Problems to solve —
1. From the sleep apnea article, extract the passage that starts with the words containing "In particular, sleep-disordered" and ends with "overwhelming daytime fatigue.", copying it word for word.
2. Write a continuation of the sleep apnea article, starting right after its final sentence.

Supplied text —
Sleep apnea is a condition that’s characterized by periods of halted breathing while you’re asleep, which wakes you up repeatedly throughout the night, leaving you fatigued and not well rested in the morning. Both type 2 diabetes and sleep apnea are health concerns that are linked to obesity. Sleep can affect your blood sugar levels. If you have blood sugar levels that are either too high or too low overnight, you may find yourself tired the next day.

4. Higher risk of heart disease

Awareness of the importance of sleep-related disorders in patients with cardiovascular diseases is growing.

In particular, sleep-disordered breathing, short sleep time, and low sleep quality are frequently reported by patients with heart failure. Sleep-disordered breathing, which includes obstructive sleep apnea and central sleep apnea, is common in patients with heart disease.

Disordered breathing during sleep is associated with acute, unfavorable effects on the heart. Studies have reported that obstructive sleep apnea is associated with an increased incidence of coronary heart disease. Depression, heart disease, bodily pain and memory problems were associated with more prevalent symptoms of insomnia.

3. Obstructive sleep apnea

One of the most common symptoms of sleep apnea is excessive daytime sleepiness. This is characterized by a chronic feeling of overwhelming daytime fatigue.

Common symptoms are difficulty in waking in the mornings, feeling excessively tired all day long, a general lack of energy, needing or taking frequent naps that only partially relieve symptoms, dozing off at inappropriate times, and difficulty concentrating among others.

It is estimated that about 10% of the population have undiagnosed sleep apnea, which may be an underlying cause of heart disease. People with sleep apnea suffer from repeated obstructions of the throat during sleep. They literally can’t breathe while sleeping. They must wake up in order to breathe. A condition known as central apnea may cause high blood pressure, surges of adrenaline, and irregular heartbeats. Central apnea occurs without snoring and is not caused by an obstruction; rather it is caused by the failure of the brain to signal for a breath.

People with extreme sleep apnea are likely to doze off in the middle of meals or conversations. Sleep apnea is one of the most common sleep disorders afflicting approximately 20 million adults in the U.S. with an estimated 80% of cases going undiagnosed.

Excerpted data —
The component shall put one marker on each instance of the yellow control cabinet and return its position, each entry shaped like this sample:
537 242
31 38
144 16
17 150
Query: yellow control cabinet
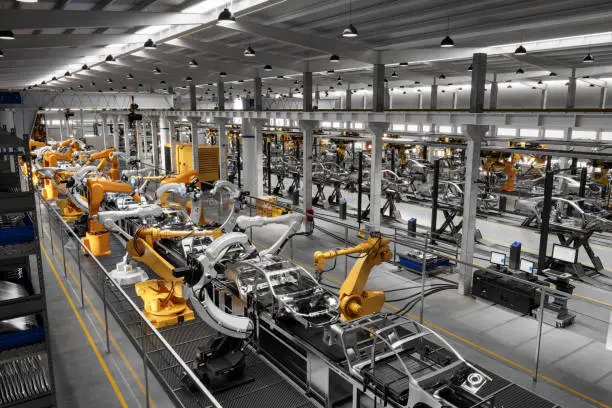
208 161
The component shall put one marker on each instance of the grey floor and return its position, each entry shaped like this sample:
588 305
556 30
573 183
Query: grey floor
575 365
81 380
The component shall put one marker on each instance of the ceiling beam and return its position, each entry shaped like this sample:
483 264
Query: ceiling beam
41 19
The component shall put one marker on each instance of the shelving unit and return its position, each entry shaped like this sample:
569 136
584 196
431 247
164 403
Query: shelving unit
26 373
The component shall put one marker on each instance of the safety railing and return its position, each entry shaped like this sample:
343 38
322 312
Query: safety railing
171 370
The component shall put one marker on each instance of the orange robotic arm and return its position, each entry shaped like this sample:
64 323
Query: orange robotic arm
354 300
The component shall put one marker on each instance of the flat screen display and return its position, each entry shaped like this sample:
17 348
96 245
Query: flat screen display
565 254
498 258
526 266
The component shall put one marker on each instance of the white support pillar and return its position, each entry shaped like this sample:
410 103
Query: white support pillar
155 144
195 121
603 94
474 137
164 139
253 156
222 142
104 131
378 129
307 126
571 91
172 138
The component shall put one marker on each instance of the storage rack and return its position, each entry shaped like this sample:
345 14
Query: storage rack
26 373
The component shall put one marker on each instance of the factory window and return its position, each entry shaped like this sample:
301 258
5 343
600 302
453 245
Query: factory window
529 132
554 133
607 136
506 131
583 135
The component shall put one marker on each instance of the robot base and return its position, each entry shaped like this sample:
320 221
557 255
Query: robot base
126 274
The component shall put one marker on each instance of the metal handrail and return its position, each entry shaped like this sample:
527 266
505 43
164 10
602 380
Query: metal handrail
152 328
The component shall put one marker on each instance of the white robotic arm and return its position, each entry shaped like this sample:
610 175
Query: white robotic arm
294 221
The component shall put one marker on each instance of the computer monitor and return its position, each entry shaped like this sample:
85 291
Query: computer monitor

Results for each task —
1.
In particular, sleep-disordered breathing, short sleep time, and low sleep quality are frequently reported by patients with heart failure. Sleep-disordered breathing, which includes obstructive sleep apnea and central sleep apnea, is common in patients with heart disease.

Disordered breathing during sleep is associated with acute, unfavorable effects on the heart. Studies have reported that obstructive sleep apnea is associated with an increased incidence of coronary heart disease. Depression, heart disease, bodily pain and memory problems were associated with more prevalent symptoms of insomnia.

3. Obstructive sleep apnea

One of the most common symptoms of sleep apnea is excessive daytime sleepiness. This is characterized by a chronic feeling of overwhelming daytime fatigue.

2.
2. Depression

Sleep experts recognize and validate the connection between sleep and depression, noting that insufficient sleep negatively impacts cognitive performance, mood, immune function, cardiovascular condition, weight, and metabolism.

Research by the Sleep Foundation indicates that depression and sleep problems can go hand-in-hand. Their studies indicate that insomnia is common among people with depression, and people with insomnia have a tenfold risk of developing depression compared with those who sleep well.

People who have trouble falling asleep or staying asleep, as well as those who have restless nights, are more at risk of developing depression. According to Harvard Medical School, a variety of studies indicate that between 65 to 90 percent of adult patients with major depression experience some type of sleep problem.

1. Higher morbidity and mortality

The habit of taking frequent and long naps may be associated with higher death rates, especially among the elderly.

Researchers from Cambridge University found that people who took more daytime naps were more likely to die younger. Over the course of the 13-year study, they recorded that those who napped for more than an hour each day were 32 percent more likely to die earlier.

Another research has suggested that taking a nap lasting more than 40 minutes can raise the risk of premature death, This study using over 300,000 people found that taking long naps during the daytime is linked to developing metabolic syndromes including obesity, high blood pressure, and cholesterol.

Getting the right amount of sleep during the day could mean the difference between being more tired once you wake up and being energetic. Most experts suggest getting just under 30 minutes of naptime, as it prevents your body from going into deeper stages of sleep.